EXERCISE BRIEF: Extract each line of the data below exactly as written.

-- BEGIN EXTRACTED INFORMATION --

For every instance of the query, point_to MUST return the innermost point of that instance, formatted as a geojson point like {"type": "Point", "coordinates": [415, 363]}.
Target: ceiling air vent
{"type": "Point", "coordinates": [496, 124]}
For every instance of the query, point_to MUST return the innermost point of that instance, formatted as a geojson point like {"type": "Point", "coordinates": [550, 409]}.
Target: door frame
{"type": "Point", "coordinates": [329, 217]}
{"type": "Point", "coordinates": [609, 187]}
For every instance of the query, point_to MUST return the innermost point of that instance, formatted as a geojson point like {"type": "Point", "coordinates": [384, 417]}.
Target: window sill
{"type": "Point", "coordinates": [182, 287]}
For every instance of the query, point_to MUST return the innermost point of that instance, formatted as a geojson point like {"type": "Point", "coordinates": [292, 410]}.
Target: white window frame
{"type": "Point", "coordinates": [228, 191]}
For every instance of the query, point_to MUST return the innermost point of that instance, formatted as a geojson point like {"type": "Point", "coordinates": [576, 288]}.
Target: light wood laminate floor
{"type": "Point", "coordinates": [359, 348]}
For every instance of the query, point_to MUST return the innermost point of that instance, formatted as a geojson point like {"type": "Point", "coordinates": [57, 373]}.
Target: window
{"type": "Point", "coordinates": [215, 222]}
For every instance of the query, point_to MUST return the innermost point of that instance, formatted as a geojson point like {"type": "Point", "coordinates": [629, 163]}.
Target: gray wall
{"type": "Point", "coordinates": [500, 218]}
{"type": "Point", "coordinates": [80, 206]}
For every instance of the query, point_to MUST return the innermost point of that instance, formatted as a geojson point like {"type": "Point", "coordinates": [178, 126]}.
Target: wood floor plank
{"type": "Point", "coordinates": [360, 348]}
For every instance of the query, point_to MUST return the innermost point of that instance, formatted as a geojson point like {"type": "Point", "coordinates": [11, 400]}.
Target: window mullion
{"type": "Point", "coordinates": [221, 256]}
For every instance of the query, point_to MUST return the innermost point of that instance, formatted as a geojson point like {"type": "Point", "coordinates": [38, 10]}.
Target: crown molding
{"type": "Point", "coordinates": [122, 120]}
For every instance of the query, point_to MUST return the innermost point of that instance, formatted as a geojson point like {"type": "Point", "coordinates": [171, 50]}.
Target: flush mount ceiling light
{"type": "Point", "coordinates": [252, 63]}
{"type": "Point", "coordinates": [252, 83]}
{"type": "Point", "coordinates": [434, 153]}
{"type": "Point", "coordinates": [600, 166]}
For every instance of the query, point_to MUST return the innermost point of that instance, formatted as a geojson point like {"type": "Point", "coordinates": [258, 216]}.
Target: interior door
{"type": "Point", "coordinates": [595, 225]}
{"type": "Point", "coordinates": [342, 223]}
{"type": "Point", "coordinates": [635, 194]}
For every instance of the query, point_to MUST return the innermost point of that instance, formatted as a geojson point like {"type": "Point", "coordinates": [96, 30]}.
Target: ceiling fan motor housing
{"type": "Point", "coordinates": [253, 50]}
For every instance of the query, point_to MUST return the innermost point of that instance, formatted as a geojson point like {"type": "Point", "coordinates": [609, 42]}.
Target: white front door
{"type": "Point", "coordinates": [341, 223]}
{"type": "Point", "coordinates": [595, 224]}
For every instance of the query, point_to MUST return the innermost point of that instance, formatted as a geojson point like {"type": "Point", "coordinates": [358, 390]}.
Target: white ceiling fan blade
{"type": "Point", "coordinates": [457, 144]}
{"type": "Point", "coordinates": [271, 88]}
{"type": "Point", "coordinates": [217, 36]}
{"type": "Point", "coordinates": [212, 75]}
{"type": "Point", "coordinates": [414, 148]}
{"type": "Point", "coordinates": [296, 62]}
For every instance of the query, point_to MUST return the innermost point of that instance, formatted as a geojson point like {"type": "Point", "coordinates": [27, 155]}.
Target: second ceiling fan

-- END EXTRACTED INFORMATION --

ANSWER TO THIS EXERCISE:
For every instance of the query, point_to MUST return the innermost point of that instance, formatted as a geojson point like {"type": "Point", "coordinates": [415, 363]}.
Target: ceiling air vent
{"type": "Point", "coordinates": [496, 124]}
For every instance of the query, point_to MUST return the innermost point of that instance, formatted as a geojson point like {"type": "Point", "coordinates": [550, 409]}.
Target: door frame
{"type": "Point", "coordinates": [329, 217]}
{"type": "Point", "coordinates": [609, 187]}
For every instance of the query, point_to MUST return the innermost point of that instance, formatted as a geojson point like {"type": "Point", "coordinates": [384, 417]}.
Target: window sill
{"type": "Point", "coordinates": [182, 287]}
For every instance of the query, point_to MUST return the innermost point of that instance, formatted as a geojson point like {"type": "Point", "coordinates": [292, 410]}.
Target: white window frame
{"type": "Point", "coordinates": [228, 191]}
For every instance of the query, point_to MUST return the innermost point of that instance, formatted as a geojson point like {"type": "Point", "coordinates": [576, 288]}.
Target: light wood laminate floor
{"type": "Point", "coordinates": [359, 348]}
For every instance of the query, point_to MUST return the innermost point of that instance, formatted as a geojson point like {"type": "Point", "coordinates": [57, 373]}.
Target: window
{"type": "Point", "coordinates": [215, 222]}
For every instance of the query, point_to MUST return the innermost point of that instance, formatted as a geojson point like {"type": "Point", "coordinates": [629, 163]}.
Target: gray wall
{"type": "Point", "coordinates": [500, 218]}
{"type": "Point", "coordinates": [80, 206]}
For every instance of the query, point_to MUST return the innermost point of that instance, formatted as a geojson point like {"type": "Point", "coordinates": [178, 126]}.
Target: wood floor plank
{"type": "Point", "coordinates": [360, 348]}
For every instance of the query, point_to MUST return the innermost point of that instance, formatted as a geojson point like {"type": "Point", "coordinates": [11, 400]}.
Target: window mullion
{"type": "Point", "coordinates": [221, 256]}
For every instance of the query, point_to MUST return the innermost point of that instance, formatted as a geojson point like {"type": "Point", "coordinates": [38, 10]}.
Target: crown molding
{"type": "Point", "coordinates": [122, 120]}
For every instance of the query, point_to MUST return the innermost point of that instance, formatted as a geojson point like {"type": "Point", "coordinates": [171, 50]}.
Target: flush mount ceiling light
{"type": "Point", "coordinates": [252, 63]}
{"type": "Point", "coordinates": [252, 83]}
{"type": "Point", "coordinates": [434, 153]}
{"type": "Point", "coordinates": [600, 166]}
For every instance of the query, point_to MUST return the innermost point of that instance, formatted as a geojson point like {"type": "Point", "coordinates": [258, 216]}.
Target: interior door
{"type": "Point", "coordinates": [595, 225]}
{"type": "Point", "coordinates": [342, 223]}
{"type": "Point", "coordinates": [635, 194]}
For every instance of the query, point_to MUST return the innermost point of that instance, formatted as a geojson point like {"type": "Point", "coordinates": [96, 30]}.
Target: ceiling fan motor housing
{"type": "Point", "coordinates": [253, 50]}
For every instance of the query, point_to MUST return the innermost point of that instance, formatted as a geojson point like {"type": "Point", "coordinates": [609, 42]}.
Target: white front door
{"type": "Point", "coordinates": [341, 223]}
{"type": "Point", "coordinates": [595, 224]}
For every instance of the query, point_to MUST return the innermost point of that instance, formatted as a geojson point like {"type": "Point", "coordinates": [358, 390]}.
Target: white ceiling fan blade
{"type": "Point", "coordinates": [457, 144]}
{"type": "Point", "coordinates": [271, 88]}
{"type": "Point", "coordinates": [217, 36]}
{"type": "Point", "coordinates": [212, 75]}
{"type": "Point", "coordinates": [414, 148]}
{"type": "Point", "coordinates": [296, 62]}
For every instance of the query, point_to MUST return the innermost point of that instance, formatted as a geojson point like {"type": "Point", "coordinates": [27, 155]}.
Target: second ceiling fan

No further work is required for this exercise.